Collect each line of the entries below that contains the string "baby", and copy those lines.

# # # # #

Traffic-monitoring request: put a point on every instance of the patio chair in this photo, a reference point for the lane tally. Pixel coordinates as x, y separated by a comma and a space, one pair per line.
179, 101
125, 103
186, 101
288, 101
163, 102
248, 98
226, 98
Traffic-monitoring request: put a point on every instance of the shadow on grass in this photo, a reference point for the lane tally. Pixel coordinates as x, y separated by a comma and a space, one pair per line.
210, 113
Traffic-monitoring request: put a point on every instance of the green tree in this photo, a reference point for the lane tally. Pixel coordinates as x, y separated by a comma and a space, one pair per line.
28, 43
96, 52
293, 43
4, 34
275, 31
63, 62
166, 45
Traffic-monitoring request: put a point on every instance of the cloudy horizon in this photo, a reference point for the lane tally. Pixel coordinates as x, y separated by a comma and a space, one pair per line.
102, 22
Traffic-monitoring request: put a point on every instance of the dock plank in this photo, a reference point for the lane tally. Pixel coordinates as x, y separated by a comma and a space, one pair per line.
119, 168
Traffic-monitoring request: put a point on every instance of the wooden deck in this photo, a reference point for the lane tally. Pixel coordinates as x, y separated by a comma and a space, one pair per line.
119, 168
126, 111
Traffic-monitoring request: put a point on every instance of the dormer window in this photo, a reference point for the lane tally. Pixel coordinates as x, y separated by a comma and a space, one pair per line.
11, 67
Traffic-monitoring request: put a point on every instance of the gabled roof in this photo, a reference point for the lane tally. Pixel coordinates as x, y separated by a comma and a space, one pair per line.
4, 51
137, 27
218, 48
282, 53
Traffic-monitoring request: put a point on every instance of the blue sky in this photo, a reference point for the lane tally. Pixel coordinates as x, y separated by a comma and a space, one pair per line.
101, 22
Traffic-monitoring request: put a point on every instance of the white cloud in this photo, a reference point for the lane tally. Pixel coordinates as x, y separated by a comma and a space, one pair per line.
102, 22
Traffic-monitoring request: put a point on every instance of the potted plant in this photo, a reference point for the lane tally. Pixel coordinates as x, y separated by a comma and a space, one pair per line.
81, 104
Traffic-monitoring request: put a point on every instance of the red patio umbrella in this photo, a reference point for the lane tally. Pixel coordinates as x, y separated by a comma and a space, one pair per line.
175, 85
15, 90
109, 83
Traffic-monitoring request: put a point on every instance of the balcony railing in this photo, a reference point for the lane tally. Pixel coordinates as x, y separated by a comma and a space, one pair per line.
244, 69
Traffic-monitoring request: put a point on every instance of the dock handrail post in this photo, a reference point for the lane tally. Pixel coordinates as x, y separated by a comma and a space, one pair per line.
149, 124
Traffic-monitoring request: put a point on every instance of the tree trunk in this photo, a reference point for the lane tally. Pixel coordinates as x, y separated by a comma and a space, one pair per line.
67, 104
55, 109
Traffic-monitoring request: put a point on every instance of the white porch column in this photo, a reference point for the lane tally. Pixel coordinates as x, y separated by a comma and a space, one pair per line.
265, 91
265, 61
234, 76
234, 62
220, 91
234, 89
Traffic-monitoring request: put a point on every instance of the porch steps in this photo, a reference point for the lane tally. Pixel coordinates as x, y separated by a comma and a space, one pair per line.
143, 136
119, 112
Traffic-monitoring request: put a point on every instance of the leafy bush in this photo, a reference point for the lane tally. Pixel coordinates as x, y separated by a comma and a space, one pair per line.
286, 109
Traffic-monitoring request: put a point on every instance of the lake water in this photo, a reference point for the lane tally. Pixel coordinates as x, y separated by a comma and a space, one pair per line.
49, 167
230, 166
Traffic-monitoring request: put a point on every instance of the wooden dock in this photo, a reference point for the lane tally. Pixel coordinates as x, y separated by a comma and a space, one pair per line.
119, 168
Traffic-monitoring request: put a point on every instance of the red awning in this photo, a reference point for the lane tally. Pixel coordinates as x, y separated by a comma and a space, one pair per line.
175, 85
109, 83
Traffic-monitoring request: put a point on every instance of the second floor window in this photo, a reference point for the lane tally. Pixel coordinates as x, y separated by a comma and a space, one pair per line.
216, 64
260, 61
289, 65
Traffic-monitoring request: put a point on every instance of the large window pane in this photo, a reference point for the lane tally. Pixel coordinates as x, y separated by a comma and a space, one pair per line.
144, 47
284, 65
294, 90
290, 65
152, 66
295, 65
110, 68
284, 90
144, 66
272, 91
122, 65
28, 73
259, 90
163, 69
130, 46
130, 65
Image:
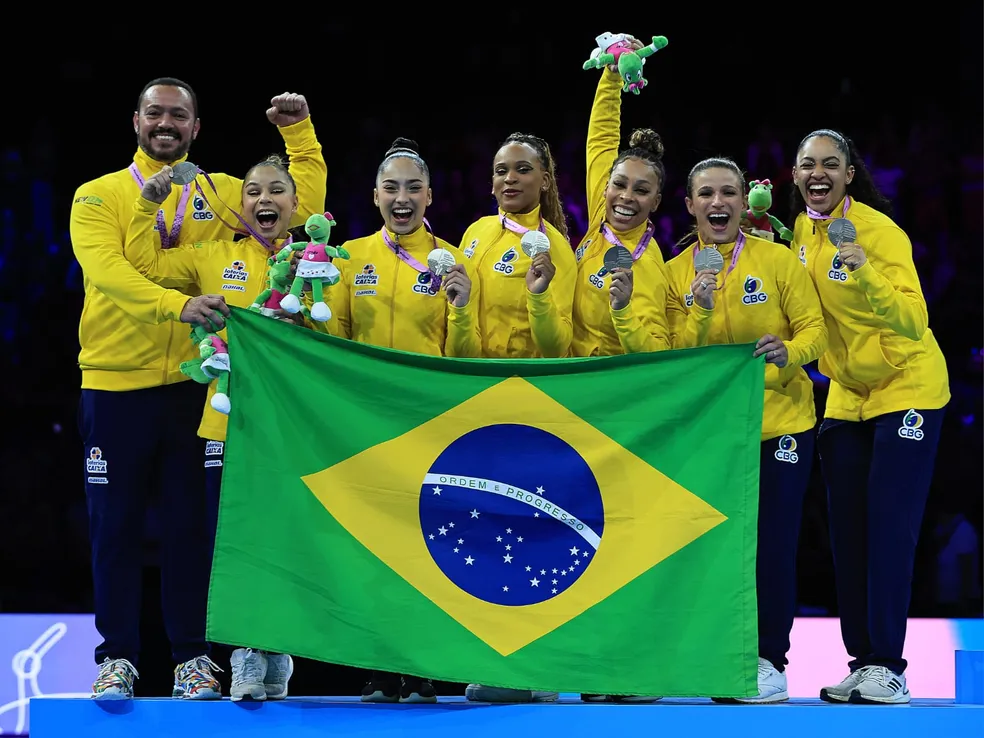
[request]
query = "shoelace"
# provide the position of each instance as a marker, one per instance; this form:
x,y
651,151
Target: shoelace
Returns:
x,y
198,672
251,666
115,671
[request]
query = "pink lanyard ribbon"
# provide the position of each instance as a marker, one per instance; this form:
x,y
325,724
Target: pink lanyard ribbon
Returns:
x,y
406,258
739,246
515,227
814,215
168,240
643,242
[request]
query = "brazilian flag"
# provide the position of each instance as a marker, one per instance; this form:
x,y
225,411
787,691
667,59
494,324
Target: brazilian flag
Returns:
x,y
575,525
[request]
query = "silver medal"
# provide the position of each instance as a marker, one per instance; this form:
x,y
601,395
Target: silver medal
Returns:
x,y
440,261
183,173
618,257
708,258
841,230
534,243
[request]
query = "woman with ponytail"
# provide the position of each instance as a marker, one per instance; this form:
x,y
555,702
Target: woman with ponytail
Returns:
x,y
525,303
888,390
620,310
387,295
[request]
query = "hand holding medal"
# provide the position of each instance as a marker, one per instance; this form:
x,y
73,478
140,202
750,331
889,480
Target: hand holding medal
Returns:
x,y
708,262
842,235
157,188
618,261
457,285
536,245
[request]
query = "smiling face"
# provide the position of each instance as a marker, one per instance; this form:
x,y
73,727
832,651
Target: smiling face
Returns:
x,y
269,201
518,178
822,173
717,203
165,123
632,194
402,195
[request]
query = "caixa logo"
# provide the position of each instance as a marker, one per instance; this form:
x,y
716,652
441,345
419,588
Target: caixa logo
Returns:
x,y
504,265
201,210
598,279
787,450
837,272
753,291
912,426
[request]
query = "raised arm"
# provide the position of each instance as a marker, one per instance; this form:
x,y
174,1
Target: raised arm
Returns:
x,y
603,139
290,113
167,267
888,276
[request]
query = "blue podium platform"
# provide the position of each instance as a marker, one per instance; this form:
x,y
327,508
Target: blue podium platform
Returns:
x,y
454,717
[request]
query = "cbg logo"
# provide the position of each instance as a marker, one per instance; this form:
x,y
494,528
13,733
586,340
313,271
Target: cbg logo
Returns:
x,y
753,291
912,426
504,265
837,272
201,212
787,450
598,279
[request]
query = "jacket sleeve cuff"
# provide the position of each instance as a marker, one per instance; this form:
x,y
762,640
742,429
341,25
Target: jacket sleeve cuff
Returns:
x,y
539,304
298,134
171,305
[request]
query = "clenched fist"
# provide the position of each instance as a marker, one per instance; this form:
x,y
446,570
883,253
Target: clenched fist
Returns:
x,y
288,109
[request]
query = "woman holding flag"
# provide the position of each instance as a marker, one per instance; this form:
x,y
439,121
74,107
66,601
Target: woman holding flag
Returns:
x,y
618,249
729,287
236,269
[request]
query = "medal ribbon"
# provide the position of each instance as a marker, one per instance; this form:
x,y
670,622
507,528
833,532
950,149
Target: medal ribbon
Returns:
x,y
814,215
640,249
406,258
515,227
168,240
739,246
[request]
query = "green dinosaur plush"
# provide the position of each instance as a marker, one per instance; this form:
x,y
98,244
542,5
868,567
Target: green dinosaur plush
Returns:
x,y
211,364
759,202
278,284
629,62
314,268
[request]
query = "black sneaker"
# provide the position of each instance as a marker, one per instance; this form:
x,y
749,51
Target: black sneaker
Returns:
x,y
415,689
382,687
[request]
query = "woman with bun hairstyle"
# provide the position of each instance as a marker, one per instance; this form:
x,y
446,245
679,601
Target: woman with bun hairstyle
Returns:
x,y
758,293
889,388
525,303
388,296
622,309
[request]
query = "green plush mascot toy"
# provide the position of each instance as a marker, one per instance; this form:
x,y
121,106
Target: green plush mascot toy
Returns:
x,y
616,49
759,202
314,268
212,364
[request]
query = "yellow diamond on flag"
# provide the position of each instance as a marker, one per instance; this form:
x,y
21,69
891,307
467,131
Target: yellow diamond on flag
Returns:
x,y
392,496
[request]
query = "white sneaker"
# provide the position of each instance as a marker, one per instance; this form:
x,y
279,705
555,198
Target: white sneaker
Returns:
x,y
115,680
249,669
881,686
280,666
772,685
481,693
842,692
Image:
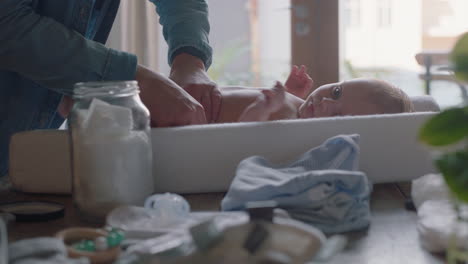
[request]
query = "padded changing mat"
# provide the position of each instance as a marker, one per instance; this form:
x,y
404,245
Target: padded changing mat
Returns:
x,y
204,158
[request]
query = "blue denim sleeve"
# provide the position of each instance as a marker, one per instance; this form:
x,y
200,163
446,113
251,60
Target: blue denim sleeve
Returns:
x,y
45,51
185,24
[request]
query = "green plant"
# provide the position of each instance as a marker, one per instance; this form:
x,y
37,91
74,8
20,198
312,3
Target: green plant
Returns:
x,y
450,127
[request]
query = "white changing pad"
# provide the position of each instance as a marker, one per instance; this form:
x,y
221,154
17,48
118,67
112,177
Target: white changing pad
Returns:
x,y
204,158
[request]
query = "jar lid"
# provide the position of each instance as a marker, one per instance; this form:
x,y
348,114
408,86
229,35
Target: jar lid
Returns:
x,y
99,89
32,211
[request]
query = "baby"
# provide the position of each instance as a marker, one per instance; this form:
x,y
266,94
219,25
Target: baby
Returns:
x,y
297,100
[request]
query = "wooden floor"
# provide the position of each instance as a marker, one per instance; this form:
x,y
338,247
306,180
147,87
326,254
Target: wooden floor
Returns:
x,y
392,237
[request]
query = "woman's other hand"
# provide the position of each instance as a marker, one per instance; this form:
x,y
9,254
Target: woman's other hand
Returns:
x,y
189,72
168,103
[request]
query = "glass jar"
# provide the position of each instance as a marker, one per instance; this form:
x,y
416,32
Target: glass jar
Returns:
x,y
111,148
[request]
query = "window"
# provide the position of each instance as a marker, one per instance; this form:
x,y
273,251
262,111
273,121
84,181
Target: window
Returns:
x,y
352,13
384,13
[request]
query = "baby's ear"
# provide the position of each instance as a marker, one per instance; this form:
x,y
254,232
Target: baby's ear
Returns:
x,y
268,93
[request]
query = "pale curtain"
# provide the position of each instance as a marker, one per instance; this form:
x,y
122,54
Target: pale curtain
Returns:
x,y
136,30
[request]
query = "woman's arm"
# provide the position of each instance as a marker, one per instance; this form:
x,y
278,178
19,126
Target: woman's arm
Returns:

# # # # #

## [ANSWER TO THIS PROBLEM]
query = "baby"
Target: baby
query = "baby's ear"
Target: baby's ear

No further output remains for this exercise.